**Brief:** Within the data that follows, tally every line containing "grass". Provide only the tally.
= Beginning of Section =
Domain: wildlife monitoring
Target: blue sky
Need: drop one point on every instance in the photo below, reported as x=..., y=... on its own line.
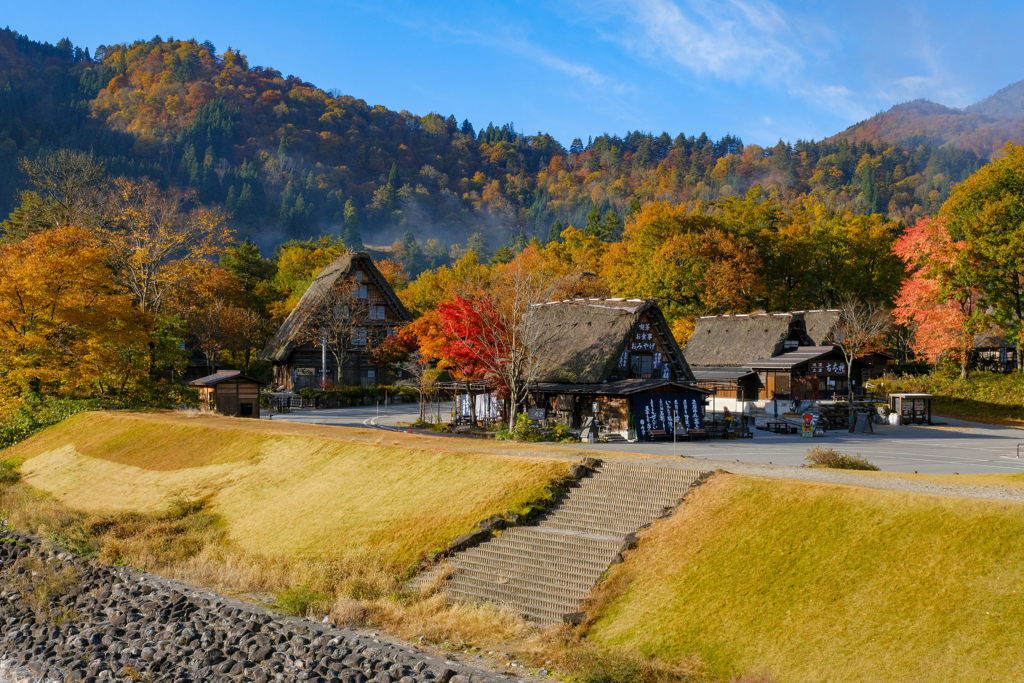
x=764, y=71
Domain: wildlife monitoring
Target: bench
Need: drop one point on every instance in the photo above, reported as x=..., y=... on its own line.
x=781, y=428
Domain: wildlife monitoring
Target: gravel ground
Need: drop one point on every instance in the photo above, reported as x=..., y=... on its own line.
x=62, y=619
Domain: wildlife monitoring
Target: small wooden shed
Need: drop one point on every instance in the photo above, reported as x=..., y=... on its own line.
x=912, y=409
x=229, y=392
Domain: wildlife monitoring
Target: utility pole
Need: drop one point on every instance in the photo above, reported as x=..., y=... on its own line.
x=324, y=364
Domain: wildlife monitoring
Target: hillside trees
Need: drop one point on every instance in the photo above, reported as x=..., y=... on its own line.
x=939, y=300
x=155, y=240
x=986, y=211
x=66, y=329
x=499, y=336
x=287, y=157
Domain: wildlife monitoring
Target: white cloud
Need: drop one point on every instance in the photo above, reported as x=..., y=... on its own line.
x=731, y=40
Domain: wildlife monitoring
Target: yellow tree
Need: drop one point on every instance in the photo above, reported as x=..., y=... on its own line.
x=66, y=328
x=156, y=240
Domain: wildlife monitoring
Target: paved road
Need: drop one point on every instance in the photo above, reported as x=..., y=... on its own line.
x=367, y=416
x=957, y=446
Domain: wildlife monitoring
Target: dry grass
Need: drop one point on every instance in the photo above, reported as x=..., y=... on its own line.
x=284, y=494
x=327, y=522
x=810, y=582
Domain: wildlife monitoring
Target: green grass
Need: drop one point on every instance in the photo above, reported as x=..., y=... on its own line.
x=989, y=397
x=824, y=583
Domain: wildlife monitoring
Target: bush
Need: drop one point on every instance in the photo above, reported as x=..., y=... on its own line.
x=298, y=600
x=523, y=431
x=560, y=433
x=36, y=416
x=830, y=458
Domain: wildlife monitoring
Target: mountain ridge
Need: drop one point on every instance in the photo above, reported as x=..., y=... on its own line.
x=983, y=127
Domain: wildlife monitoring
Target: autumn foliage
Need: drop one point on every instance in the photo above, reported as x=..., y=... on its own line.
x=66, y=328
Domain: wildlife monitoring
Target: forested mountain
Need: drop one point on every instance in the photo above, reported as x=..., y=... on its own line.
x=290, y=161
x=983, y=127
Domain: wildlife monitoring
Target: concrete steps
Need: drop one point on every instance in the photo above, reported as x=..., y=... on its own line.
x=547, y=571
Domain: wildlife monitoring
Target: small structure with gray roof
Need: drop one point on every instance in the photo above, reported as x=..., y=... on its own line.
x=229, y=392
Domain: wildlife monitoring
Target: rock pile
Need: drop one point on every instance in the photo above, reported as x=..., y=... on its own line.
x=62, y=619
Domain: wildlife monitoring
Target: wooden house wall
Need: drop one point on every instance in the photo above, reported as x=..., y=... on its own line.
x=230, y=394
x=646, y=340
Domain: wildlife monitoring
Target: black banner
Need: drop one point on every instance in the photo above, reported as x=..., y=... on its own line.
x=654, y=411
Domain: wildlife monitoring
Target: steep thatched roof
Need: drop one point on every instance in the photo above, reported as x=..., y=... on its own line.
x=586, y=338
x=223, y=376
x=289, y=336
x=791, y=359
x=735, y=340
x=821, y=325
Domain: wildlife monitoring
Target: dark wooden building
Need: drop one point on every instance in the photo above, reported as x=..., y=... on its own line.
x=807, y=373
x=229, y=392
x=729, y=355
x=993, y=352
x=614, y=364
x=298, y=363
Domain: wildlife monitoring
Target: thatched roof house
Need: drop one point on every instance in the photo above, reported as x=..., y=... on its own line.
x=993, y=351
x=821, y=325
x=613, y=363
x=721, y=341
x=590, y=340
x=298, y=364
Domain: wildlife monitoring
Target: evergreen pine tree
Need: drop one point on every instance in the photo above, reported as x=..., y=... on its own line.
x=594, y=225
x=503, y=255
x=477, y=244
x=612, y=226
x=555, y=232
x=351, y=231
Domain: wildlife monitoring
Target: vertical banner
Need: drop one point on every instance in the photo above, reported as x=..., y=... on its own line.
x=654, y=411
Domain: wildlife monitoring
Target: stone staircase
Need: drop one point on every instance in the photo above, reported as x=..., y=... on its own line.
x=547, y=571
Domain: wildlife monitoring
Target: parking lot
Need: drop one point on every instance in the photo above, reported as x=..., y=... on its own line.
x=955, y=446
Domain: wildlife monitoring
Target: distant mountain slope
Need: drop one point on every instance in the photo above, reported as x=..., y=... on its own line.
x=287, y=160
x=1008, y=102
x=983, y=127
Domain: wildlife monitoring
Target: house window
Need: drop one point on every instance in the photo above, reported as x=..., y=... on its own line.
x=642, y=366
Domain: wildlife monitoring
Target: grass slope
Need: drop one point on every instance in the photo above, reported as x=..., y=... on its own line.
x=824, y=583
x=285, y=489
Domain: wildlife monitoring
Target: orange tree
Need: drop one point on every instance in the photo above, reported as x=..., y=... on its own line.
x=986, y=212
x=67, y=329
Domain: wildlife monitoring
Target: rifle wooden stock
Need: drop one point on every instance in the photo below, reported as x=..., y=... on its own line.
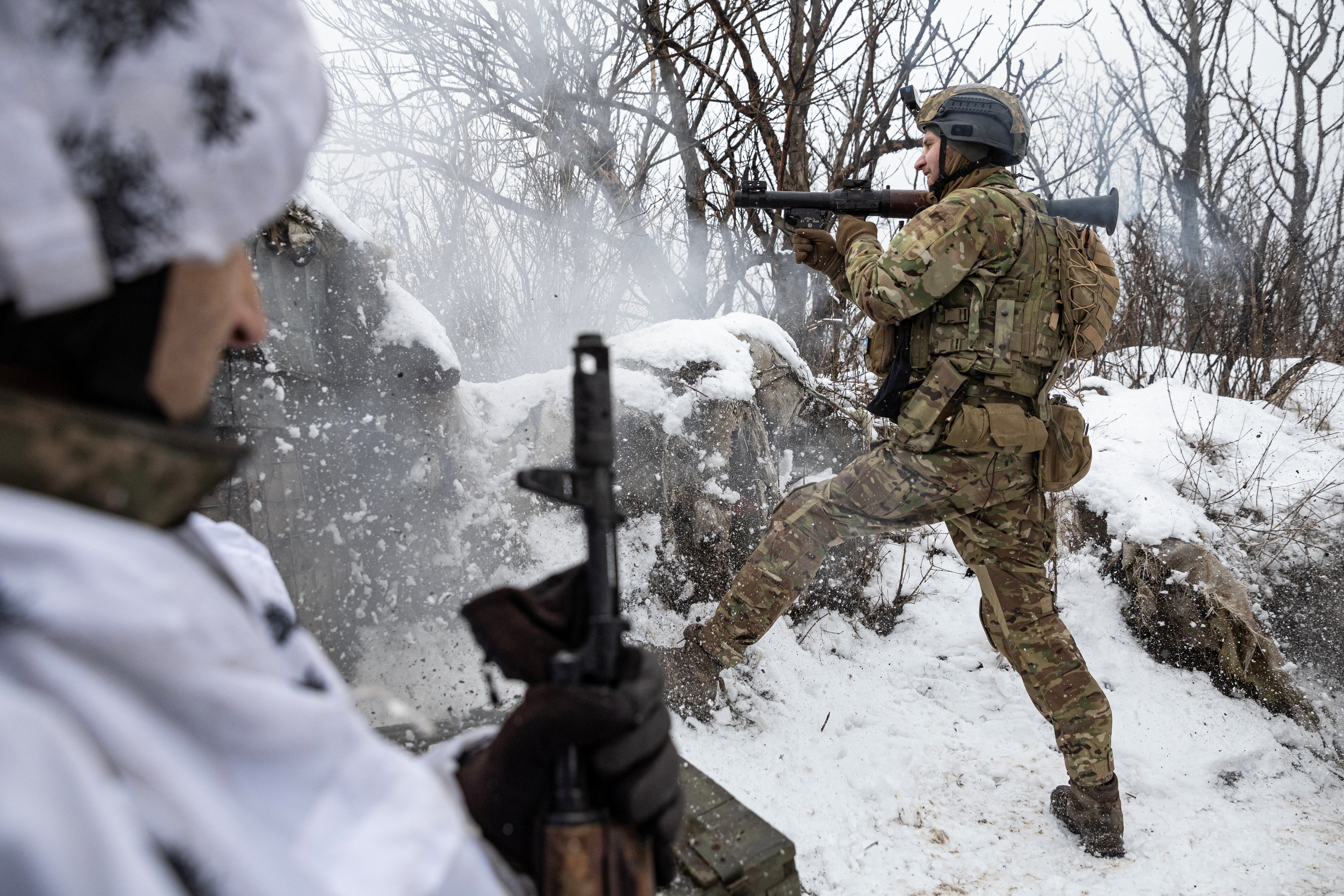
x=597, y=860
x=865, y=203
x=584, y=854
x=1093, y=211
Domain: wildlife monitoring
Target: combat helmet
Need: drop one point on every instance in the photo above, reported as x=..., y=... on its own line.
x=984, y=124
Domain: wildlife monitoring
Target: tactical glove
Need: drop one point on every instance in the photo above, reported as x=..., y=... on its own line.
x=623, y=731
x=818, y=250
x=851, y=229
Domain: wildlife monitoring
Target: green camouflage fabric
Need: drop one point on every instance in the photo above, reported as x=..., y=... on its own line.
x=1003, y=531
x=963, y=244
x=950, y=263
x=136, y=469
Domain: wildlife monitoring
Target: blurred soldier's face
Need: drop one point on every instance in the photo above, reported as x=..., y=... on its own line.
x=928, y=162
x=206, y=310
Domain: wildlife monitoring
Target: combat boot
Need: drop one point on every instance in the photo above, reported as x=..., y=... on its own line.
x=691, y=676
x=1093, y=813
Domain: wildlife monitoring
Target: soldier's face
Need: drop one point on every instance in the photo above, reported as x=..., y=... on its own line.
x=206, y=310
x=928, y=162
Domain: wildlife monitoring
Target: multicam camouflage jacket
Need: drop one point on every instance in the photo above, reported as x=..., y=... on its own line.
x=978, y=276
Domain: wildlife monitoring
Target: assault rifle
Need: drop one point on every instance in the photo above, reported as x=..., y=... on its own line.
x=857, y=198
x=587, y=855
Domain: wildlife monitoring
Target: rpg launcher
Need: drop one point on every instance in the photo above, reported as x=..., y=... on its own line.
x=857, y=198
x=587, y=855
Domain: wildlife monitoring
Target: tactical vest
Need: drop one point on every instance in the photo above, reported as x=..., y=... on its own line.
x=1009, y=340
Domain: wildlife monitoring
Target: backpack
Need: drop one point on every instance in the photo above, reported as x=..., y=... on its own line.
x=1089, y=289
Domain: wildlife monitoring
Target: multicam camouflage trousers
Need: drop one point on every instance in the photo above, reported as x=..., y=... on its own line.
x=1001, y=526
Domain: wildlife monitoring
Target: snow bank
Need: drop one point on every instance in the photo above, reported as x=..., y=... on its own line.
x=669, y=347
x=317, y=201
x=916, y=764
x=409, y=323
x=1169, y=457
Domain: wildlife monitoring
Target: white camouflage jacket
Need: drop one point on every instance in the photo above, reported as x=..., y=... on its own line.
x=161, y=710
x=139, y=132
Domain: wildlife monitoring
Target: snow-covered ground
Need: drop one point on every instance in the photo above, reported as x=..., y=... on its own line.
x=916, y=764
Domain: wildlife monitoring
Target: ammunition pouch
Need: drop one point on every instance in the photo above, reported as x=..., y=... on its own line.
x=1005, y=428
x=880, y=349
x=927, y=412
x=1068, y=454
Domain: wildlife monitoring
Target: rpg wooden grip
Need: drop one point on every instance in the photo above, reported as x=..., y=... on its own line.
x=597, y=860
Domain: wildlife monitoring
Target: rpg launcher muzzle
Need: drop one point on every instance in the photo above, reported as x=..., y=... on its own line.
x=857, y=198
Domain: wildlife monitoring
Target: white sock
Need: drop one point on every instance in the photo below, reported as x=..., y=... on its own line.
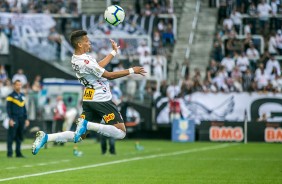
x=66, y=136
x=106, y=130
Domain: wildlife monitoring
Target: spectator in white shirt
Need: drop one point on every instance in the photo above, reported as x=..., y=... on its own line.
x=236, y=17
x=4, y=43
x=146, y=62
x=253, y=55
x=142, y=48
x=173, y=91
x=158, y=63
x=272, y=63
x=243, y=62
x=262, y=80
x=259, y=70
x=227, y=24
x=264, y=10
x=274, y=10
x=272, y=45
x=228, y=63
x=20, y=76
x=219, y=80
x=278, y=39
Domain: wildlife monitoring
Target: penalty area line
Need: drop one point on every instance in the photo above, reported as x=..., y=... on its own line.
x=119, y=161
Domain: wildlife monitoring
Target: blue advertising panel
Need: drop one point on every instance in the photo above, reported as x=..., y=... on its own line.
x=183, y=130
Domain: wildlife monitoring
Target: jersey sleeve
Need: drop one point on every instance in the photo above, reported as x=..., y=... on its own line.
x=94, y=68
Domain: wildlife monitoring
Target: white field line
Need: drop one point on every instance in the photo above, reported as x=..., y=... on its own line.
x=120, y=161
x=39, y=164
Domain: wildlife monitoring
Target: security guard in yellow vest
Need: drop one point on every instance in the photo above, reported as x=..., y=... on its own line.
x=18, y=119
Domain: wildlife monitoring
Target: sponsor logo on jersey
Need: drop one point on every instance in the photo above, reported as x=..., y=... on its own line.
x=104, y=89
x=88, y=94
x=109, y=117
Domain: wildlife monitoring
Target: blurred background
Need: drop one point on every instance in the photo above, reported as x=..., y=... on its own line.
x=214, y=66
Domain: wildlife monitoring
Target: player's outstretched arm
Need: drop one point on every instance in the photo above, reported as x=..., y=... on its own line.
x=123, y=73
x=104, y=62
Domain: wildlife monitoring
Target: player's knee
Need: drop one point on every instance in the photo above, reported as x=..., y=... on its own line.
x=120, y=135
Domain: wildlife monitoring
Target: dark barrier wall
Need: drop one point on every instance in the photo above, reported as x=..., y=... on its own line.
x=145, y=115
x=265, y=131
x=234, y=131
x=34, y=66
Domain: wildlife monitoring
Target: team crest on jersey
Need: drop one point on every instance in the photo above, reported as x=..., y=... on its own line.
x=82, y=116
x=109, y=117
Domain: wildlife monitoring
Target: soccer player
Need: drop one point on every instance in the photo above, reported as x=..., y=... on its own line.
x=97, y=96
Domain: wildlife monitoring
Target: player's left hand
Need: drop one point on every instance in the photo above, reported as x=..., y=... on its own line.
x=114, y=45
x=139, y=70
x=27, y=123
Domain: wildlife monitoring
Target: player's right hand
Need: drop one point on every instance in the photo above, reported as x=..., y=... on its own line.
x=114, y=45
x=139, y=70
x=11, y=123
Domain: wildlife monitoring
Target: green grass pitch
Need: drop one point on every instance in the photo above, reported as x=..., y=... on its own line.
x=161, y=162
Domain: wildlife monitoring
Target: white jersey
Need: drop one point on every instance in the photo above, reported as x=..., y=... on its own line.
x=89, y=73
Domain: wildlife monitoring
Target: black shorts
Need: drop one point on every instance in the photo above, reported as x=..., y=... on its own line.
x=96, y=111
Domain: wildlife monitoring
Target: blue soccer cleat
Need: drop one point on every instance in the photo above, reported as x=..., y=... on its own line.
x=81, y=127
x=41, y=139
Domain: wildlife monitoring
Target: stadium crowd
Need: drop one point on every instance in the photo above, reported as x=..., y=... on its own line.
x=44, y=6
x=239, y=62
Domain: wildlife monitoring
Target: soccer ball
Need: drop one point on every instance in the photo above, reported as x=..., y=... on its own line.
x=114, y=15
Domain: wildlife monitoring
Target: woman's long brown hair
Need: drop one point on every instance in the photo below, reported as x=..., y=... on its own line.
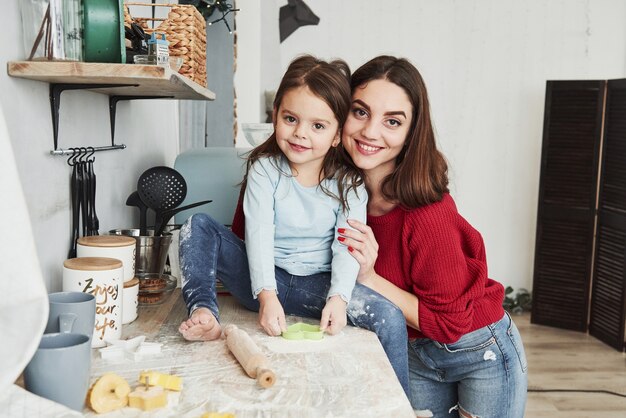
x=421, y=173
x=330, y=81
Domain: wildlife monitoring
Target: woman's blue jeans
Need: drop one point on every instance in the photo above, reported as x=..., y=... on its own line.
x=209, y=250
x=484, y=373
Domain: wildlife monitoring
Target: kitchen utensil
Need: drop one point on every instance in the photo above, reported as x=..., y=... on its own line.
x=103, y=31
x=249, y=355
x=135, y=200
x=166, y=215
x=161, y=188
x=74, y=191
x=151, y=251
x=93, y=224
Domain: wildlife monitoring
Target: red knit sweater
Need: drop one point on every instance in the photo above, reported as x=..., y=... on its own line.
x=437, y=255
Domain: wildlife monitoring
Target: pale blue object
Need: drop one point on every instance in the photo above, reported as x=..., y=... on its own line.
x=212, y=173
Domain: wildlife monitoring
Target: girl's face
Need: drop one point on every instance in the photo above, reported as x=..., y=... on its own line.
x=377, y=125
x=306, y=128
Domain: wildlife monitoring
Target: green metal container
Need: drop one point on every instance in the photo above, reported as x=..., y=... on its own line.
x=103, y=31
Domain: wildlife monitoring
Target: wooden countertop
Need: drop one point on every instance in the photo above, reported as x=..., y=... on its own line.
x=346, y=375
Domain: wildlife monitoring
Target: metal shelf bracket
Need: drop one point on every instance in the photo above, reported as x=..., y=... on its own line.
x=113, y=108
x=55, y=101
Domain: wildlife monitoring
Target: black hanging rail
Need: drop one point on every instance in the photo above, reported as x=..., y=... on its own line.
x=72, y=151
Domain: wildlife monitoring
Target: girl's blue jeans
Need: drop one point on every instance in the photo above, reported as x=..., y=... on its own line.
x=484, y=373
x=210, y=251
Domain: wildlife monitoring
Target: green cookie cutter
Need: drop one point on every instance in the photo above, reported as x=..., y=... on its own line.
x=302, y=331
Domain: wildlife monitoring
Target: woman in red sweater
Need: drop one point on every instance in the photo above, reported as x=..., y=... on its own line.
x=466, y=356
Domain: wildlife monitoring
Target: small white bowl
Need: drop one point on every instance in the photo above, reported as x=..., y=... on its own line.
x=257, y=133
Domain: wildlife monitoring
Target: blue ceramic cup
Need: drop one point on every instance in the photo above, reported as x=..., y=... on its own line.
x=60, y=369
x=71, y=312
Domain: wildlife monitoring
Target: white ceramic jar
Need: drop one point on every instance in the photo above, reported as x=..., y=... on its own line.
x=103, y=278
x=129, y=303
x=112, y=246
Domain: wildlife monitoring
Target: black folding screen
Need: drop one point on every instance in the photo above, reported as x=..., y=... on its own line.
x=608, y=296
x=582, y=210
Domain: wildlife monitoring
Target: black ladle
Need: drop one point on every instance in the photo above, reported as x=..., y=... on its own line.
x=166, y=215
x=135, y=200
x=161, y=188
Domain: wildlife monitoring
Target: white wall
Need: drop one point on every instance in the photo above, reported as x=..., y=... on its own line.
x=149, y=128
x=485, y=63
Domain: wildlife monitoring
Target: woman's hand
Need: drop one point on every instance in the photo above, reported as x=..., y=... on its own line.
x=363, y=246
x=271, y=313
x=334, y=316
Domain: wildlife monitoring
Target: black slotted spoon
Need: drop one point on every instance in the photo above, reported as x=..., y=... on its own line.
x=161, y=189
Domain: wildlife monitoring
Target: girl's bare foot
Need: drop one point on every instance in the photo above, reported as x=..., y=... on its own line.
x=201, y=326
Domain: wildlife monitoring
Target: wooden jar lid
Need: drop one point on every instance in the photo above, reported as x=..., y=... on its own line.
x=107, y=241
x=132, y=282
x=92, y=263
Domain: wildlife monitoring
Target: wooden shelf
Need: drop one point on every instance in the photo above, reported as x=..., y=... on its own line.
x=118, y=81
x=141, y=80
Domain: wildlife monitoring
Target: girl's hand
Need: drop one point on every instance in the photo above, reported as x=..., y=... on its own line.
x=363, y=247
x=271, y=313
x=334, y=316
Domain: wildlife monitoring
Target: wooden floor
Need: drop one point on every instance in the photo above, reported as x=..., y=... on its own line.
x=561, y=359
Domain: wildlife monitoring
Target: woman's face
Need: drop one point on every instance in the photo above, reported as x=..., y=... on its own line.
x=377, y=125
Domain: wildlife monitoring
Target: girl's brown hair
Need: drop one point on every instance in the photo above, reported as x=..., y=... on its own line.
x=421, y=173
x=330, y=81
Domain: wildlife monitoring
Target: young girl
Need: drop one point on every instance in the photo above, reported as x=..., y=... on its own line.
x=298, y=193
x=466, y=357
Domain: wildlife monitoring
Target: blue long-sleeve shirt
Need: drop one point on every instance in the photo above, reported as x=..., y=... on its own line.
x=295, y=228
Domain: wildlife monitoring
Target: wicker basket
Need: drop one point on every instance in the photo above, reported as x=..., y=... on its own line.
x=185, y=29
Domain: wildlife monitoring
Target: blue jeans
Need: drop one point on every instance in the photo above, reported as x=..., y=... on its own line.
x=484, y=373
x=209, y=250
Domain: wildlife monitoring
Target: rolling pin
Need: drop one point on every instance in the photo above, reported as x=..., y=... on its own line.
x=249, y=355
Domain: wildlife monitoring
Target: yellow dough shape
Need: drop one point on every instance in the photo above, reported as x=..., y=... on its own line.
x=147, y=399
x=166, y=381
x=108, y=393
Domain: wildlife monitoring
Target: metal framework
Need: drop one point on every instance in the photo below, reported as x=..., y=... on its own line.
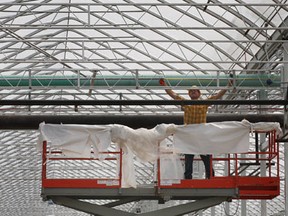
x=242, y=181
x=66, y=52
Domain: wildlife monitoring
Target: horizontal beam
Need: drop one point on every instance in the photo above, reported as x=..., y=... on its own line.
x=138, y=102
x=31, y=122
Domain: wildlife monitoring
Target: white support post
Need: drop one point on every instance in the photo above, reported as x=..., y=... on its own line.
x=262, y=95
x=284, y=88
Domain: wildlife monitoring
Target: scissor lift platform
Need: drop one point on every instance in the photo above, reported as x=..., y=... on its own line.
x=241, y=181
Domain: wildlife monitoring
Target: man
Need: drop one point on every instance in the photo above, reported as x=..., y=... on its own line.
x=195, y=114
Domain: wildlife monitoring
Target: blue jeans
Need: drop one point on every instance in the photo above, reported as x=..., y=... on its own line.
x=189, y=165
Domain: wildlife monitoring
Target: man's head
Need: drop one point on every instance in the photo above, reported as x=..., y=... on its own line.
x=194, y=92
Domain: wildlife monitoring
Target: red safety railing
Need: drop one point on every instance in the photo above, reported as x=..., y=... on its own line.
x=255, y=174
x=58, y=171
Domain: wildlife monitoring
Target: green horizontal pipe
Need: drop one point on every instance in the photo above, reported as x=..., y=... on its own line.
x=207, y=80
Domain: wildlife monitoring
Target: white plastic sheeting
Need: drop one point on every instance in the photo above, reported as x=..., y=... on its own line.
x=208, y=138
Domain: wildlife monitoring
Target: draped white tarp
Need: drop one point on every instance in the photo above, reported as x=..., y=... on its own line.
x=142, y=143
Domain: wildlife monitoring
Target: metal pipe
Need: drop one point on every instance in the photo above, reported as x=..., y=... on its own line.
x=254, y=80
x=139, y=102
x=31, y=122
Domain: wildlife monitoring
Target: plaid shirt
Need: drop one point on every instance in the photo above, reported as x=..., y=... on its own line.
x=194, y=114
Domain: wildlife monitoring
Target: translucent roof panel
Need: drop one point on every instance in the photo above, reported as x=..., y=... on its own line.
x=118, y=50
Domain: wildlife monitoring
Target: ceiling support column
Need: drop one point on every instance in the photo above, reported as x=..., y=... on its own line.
= End of Section =
**Answer to this problem:** 4